## START Excerpt provided

5818 – Unicode Database: shifting sands

This is an archived snapshot of W3C's public bugzilla bug tracker, decommissioned in April 2019. Please see the home page for more details.

Bug 5818 - Unicode Database: shifting sands

Summary: Unicode Database: shifting sands

Status:	CLOSED FIXED

Alias:	None

Product:	XML Schema
Classification:	Unclassified
Component:	Datatypes: XSD Part 2 (show other bugs)
Version:	1.1 only
Hardware:	PC Windows NT

Importance:	P2 normal
Target Milestone:	---
Assignee:	C. M. Sperberg-McQueen
QA Contact:	XML Schema comments list

URL:
Whiteboard:
Keywords:	resolved

Depends on:
Blocks:	10008
	Show dependency tree / graph

Reported:	2008-06-27 20:21 UTC by Michael Kay
Modified:	2010-11-10 17:42 UTC (History)
CC List:	3 users (show)

See Also:

Attachments

Description Michael Kay 2008-06-27 20:21:23 UTC

There is a Note in G.1.1:

Note: [Unicode Database] is subject to future revision.  For example, the mapping from code points to character properties might be updated. All ·minimally conforming· processors ·must· support the character properties defined in the version of [Unicode Database] cited in the normative references (Normative (§K.1)).  However, implementors are encouraged to support the character properties defined in any future version.

I'm not sure that it is possible to do both. In Unicode 3.1, and therefore in XML Schema 1.0, the Ethiopic digits x1369-x1371 were in group Nd (and therefore matched \d). In Unicode 4.1 they have been moved to group No (so they no longer match \d). A given processor, unless it has configuration options to put this under user control -- which seems unduly onerous -- is either going to support the new version or the old. In one case, x1369 will match \d, in the other case it won't. In practice, it's quite likely to depend on which version of Java or .NET you are using. So I think we should either pin things down so processors are required to support Unicode version 4.1 and no other, or we should remove the "must" from the above note, and make it implementation-defined which version of Unicode is used. 

(In any case, what is a "must" doing in a Note?)

Test case reS17 in the Microsoft regex test suite is relevant: its results depend on which version of Unicode you believe in.

Comment 1 David Ezell 2008-07-18 17:31:57 UTC

During the telcon of 2008-07-18 the WG decided to classify this bug as being editorial, since the issue is with a "Note:", and those are non-normative by definition.

The WG instructed the editors to make a small change to the note to soften its strictness.  Discussed was the option to change the last sentence of the note to read as follows:

However, implementors are encouraged to support the character properties defined in any future version, possibly with such support being engaged under user control.

Comment 2 Michael Kay 2008-10-28 12:06:08 UTC

See also

http://lists.w3.org/Archives/Public/www-xml-schema-comments/2008OctDec/0076.html

from James Clark

Comment 3 C. M. Sperberg-McQueen 2009-05-09 14:38:36 UTC

Reviewing this bug report with a view toward proposing a change to resolve it, I have come to believe that the changes made to appendix G.1.1 in connection with bug 5948 may already have addressed the concerns raised here (although not the concerns about 1.0 2E in the email from James Clark cited in comment 2).

## END Excerpt provided
## START Data provided

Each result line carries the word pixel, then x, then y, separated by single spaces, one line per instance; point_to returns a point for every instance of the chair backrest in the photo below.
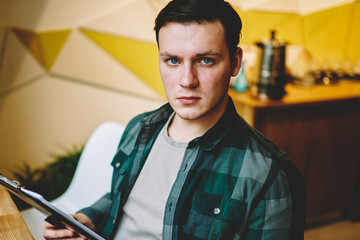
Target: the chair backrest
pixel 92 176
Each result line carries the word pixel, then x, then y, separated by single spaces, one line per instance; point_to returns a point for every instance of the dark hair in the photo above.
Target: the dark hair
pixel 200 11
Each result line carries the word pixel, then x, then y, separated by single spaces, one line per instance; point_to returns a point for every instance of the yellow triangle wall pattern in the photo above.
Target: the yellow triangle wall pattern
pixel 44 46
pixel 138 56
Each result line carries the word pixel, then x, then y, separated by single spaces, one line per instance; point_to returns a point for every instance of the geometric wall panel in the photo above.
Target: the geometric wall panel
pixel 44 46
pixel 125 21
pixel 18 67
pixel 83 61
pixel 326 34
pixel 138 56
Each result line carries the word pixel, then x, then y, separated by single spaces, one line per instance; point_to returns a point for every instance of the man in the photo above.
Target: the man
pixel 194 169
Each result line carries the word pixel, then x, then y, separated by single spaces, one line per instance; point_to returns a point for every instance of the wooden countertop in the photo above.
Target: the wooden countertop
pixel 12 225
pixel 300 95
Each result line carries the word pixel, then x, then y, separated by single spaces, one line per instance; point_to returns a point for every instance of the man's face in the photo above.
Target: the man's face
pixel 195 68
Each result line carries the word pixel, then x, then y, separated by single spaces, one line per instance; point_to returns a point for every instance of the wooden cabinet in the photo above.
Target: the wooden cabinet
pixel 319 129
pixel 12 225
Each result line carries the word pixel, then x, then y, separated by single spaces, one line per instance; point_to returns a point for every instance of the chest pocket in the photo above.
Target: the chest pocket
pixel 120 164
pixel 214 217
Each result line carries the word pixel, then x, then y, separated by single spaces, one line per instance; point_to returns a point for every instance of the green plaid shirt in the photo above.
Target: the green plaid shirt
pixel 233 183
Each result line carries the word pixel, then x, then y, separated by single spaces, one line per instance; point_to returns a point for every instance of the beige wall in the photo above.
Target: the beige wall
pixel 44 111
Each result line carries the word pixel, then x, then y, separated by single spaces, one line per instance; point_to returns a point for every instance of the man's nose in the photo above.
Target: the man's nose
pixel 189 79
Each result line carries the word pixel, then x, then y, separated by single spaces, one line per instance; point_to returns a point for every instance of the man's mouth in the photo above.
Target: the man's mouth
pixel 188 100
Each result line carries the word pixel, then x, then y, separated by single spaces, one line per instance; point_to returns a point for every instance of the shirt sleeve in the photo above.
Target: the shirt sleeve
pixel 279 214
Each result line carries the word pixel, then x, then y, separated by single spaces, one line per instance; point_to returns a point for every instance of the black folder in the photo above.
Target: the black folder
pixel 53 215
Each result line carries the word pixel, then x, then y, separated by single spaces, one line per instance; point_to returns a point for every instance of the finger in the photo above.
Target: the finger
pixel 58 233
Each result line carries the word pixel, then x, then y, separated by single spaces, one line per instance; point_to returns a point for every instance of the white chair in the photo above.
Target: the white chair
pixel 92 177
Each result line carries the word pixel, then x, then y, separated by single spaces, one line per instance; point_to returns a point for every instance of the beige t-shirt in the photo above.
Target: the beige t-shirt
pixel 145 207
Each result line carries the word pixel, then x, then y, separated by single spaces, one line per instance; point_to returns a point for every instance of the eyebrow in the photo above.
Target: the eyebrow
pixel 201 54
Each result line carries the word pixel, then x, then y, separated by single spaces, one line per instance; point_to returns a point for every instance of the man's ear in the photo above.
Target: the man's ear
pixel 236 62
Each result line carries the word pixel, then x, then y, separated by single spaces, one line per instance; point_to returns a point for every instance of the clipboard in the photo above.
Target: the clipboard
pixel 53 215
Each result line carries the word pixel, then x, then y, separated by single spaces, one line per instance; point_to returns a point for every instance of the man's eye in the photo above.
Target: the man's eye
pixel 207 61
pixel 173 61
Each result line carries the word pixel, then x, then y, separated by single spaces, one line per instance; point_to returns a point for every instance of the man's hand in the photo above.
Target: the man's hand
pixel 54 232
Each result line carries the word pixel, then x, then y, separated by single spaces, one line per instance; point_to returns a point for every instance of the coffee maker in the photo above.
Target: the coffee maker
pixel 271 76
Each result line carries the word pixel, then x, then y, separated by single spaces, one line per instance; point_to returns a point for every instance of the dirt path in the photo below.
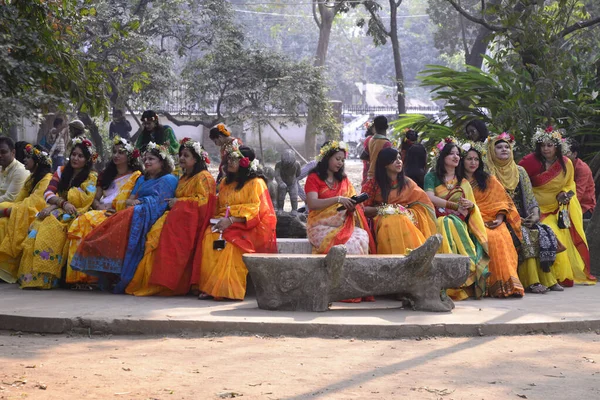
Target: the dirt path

## END Data provided

*Tasks to perform*
[1] Can you copy out, word for word, the lines of the records from the one containing "t-shirt in the photo above." through the one containing "pixel 201 54", both included?
[2] Could you continue the bug thread on the Unicode Database from where it stops?

*Answers to the exercise*
[1]
Each result line carries the word pixel, then x, then y, separated by single spaces, one line per instance; point_to returns a point for every instance of the beige t-shirt in the photo above.
Target: the beige t-shirt
pixel 145 207
Each result line carries the word pixel, then x, then y, separated by single spaces, one line per instance; point_to returns a point for every instance of the eyebrow in the photo above.
Target: the eyebrow
pixel 201 54

[2]
The note on which the comment was originally raised has been split into a normative paragraph and a note.  The current text is 

    [Unicode Database] is subject to future revision.  For example,
    the mapping from code points to character properties might be
    updated. All ·minimally conforming· processors ·must· support the
    character properties defined in the version of [Unicode Database]
    cited in the normative references (Normative (§K.1)).  However,
    implementors are encouraged to support the character properties
    defined in any later versions. When the implementation supports
    multiple versions of the Unicode database, and they differ in
    salient respects (e.g. different properties are assigned to the
    same character in different versions of the database), then it is
    ·implementation-defined· which set of property definitions is used
    for any given assessment episode.

        Note: In order to benefit from continuing work on the Unicode
        database, a conforming implementation might by default use the
        latest supported version of the character properties. In order
        to maximize consistency with other implementations of this
        specification, however, an implementation might choose to
        provide user options to specify the use of the version of the
        database cited in the normative references. The
        PropertyAliases.txt and PropertyValueAliases.txt files of the
        Unicode database may be helpful to implementors in this
        connection.

In addition, there is a later reference to changes in the Unicode database; the current text at that location now reads:

    [Unicode Database] has been revised since XSD 1.0 was published,
    and is subject to future revision. In particular, the grouping of
    code points into blocks has changed, and may change again. All
    ·minimally conforming· processors must support the blocks defined
    in the version of [Unicode Database] cited in the normative
    references (Normative (§K.1)). However, implementors are
    encouraged to support the blocks defined in earlier and/or later
    versions of the Unicode Standard. When the implementation supports
    multiple versions of the Unicode database, and they differ in
    salient respects (e.g. different characters are assigned to a
    given block in different versions of the database), then it is
    ·implementation-defined· which set of block definitions is used
    for any given assessment episode.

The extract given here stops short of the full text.